EXTRAIT DU TEXTE:
---

Les étudiants sont satisfaits à 92% et ils sont 67% à avoir le sentiment d’avoir appris quelque chose (prise en compte des résultats au-dessus de la valeur médiane de l’échelle). Ce dernier chiffre est très largement au-dessus des résultats pour un cours magistral (selon les études, classiquement entre 30 et 40%).
Quelques Verbatim des étudiants :
· "Même si les journées étaient dynamiques de par les différentes activités proposées, elles restaient tout de même très longues et une fatigue était présente à la fin de ces deux jours" – Interprétation : apprendre c’est fatiguant !
· "Au départ le travail à distance (ndlr : les lectures préparatoires) me paraissait compliqué mais au fur et à mesure je me suis rendu compte que c’était bien organisé donc plutôt simple et intéressant à réaliser."
Bilan à la suite du deuxième séminaire
L’espace collectif de régulation (avec permanence des formateurs) a été utilisé pour 52% des étudiants, et ils ont trouvé cela utile à 43%.
30% des répondants n’ont pas eu besoin de venir poser des questions, les consignes leur semblant suffisamment claires.
Au niveau satisfaction, moins de la moitié des répondants étaient confiants au début du séminaire (42%, contre 10% sur le premier séminaire, ce qui montre une progression de la confiance dans l’organisation et la méthode entre le 1er et le 2e séminaire). A la fin du séminaire, 96% se sont sentis capable à de remplir la commande (nous interprétons cela comme le développement d’un sentiment de compétence).Le niveau de difficultés ressenties semble adapté à nos intentions pédagogiques (ni trop facile, ni trop difficile). Il ne semble pas y avoir d’effet de filière (répartition assez uniforme des avis négatifs et positifs entre les filières).
Les étudiants sont satisfaits du séminaire distanciel à 81%. Ils sont 73% à avoir le sentiment d’avoir appris quelque chose (prise en compte des répondants au-dessus de la valeur médiane de l’échelle de Lickert).
Globalement, la lecture des synthèses des étudiants montre que les étudiants ont bien atteint les objectifs pédagogiques que nous avions fixés pour ces séminaires : ce qui a été trouvé par l’expérience des étudiants aurait été délivré classiquement lors un CM. Nous pourrons vérifier la portée de ces premières expérimentations aux outils de recherche au cours des prochains travaux (dont le mémoire) que nous demanderons aux étudiants.
Quelques Verbatim des étudiants :
· "Le plus gros problème c’était la distance, mais ça vous n’y pouviez rien, donc mis à part ça, les consignes étaient plutôt compréhensives"
· "Je vous remercie pour l’organisation du séminaire en ligne malgré le confinement et le temps de préparation très court pour vous organisez"
· "Cela a été compliqué de le faire à distance, quand certains étaient disponibles, d’autres ne l’étaient pas (travail ou autre travail à faire pour l’école) mais grâce à la cohésion de groupe nous avons réussi à nous organiser"

---

OBJECTIF DE TRAVAIL: Reprenez l'extrait sur le bilan des séminaires en commençant par « Au niveau satisfaction, moins » et en allant jusqu'à « l’échelle de Lickert). ». Remplacez « séminaire distanciel » par « séminaire à distance ». Les enregistrements qui suivent forment un matériau distinct de l'extrait sur le bilan des séminaires.

---

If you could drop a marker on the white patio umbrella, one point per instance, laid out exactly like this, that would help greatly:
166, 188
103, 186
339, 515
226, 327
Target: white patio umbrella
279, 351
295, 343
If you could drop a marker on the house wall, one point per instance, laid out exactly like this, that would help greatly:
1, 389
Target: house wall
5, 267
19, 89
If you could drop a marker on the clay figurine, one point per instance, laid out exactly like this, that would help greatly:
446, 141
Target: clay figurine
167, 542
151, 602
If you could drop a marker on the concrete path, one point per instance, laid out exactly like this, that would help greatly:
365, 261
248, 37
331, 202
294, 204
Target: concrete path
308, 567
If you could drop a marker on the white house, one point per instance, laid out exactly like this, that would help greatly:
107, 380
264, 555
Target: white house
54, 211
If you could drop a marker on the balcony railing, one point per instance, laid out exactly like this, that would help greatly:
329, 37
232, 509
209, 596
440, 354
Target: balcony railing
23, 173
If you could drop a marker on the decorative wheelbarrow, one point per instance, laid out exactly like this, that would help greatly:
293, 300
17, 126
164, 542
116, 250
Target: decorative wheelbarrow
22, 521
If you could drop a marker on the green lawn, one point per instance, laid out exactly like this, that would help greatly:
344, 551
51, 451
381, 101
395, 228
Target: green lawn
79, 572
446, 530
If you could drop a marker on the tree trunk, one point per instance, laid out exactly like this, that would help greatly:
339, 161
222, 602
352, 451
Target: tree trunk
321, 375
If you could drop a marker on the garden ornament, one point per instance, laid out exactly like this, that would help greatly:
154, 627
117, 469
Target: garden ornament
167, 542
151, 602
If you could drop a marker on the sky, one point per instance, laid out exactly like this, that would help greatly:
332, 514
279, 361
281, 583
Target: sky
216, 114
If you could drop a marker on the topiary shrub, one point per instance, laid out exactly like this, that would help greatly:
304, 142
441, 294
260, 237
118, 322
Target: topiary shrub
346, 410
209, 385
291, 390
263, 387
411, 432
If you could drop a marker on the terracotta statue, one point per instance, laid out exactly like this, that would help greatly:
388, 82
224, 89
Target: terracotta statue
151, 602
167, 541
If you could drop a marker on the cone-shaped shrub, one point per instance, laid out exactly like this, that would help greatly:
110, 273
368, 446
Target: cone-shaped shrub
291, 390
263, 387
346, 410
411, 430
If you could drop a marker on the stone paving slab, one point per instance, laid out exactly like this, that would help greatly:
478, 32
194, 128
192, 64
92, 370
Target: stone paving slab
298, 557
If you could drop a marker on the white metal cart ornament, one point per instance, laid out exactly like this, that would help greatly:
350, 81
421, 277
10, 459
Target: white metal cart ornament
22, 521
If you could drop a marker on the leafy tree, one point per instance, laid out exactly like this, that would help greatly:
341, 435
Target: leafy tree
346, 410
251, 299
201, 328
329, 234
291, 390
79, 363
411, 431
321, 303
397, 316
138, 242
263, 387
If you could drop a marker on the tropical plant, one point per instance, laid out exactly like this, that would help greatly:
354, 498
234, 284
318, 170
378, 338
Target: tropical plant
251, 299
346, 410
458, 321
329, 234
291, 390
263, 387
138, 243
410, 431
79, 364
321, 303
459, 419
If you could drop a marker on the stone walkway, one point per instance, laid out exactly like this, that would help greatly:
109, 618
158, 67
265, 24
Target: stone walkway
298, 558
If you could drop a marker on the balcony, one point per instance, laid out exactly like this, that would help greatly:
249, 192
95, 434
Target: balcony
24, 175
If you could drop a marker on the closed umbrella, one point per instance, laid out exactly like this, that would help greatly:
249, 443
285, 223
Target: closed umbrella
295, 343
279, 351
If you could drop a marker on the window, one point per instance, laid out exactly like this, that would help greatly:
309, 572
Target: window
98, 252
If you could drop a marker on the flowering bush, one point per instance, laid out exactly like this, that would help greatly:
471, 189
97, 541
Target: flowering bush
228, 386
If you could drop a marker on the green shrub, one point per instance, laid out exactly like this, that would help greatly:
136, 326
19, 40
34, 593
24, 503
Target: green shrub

---

RÉPONSE RÉDIGÉE:
Au niveau satisfaction, moins de la moitié des répondants étaient confiants au début du séminaire (42%, contre 10% sur le premier séminaire, ce qui montre une progression de la confiance dans l’organisation et la méthode entre le 1er et le 2e séminaire). A la fin du séminaire, 96% se sont sentis capable à de remplir la commande (nous interprétons cela comme le développement d’un sentiment de compétence).Le niveau de difficultés ressenties semble adapté à nos intentions pédagogiques (ni trop facile, ni trop difficile). Il ne semble pas y avoir d’effet de filière (répartition assez uniforme des avis négatifs et positifs entre les filières).
Les étudiants sont satisfaits du séminaire à distance à 81%. Ils sont 73% à avoir le sentiment d’avoir appris quelque chose (prise en compte des répondants au-dessus de la valeur médiane de l’échelle de Lickert).